» Problem details:
Copy each line from the listing below where the word "task" shows up.

» Records supplied:

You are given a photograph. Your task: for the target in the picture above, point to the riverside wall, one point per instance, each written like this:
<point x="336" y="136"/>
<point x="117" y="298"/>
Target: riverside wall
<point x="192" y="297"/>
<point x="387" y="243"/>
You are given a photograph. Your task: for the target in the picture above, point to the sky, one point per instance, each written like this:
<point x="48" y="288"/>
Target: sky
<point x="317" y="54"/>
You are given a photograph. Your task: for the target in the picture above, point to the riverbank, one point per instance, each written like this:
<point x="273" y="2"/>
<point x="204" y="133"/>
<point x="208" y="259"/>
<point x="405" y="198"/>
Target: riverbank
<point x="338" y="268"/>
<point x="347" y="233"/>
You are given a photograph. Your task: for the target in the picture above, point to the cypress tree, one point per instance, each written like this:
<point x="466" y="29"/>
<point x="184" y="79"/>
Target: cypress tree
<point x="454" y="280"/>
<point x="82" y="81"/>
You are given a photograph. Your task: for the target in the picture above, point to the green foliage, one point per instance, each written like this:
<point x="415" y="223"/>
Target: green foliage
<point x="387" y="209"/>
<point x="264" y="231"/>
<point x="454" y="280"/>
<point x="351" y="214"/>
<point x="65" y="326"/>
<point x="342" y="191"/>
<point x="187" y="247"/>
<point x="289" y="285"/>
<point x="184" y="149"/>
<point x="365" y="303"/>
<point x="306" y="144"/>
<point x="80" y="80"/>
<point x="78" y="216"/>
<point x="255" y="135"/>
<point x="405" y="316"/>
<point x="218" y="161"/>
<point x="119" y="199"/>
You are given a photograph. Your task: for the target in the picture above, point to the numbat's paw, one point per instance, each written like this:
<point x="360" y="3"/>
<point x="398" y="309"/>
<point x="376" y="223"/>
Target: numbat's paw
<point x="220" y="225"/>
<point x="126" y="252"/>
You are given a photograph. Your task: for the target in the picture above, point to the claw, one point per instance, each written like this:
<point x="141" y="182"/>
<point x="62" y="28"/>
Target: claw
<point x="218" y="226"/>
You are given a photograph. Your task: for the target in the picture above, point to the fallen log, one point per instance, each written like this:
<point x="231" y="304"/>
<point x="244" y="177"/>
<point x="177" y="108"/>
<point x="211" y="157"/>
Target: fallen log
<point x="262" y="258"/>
* * *
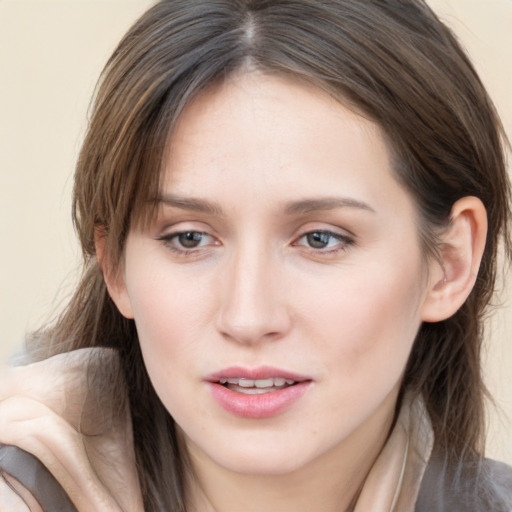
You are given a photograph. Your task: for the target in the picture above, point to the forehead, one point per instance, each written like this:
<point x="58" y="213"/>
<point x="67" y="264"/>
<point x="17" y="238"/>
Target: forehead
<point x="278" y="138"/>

» Answer section:
You are given a photograph. Your task: for the target in the picture above, point to the riverside wall, one point per instance, each written like this:
You are given a photograph. Your task: for the target in the picture above, point to the sky, one point per instance, each written like this:
You are given a photograph. Your task: for the target in the picture above, point to the riverbank, one point per instance, each written like this:
You are given a photograph. Your task: for the target in the picture above, point to the cypress tree, one point per instance, each written like this:
You are given a photograph. Your task: for the target in the picture above, point to the green foliage, one point per instance, each written like this:
You are given a photograph. Your task: for the target in the picture above, point to the numbat's paw, one point per instance, each written like this:
You are given a photograph. Your task: for the target in the picture above, point to the claw, one point per instance, each written like this:
You are given a photograph. Your task: for the target in the picture above, point to the fallen log, one point per instance, each written like this:
You are given a photograph. Your task: for the target in the picture above, point to the forehead, one point per instance, each written like this:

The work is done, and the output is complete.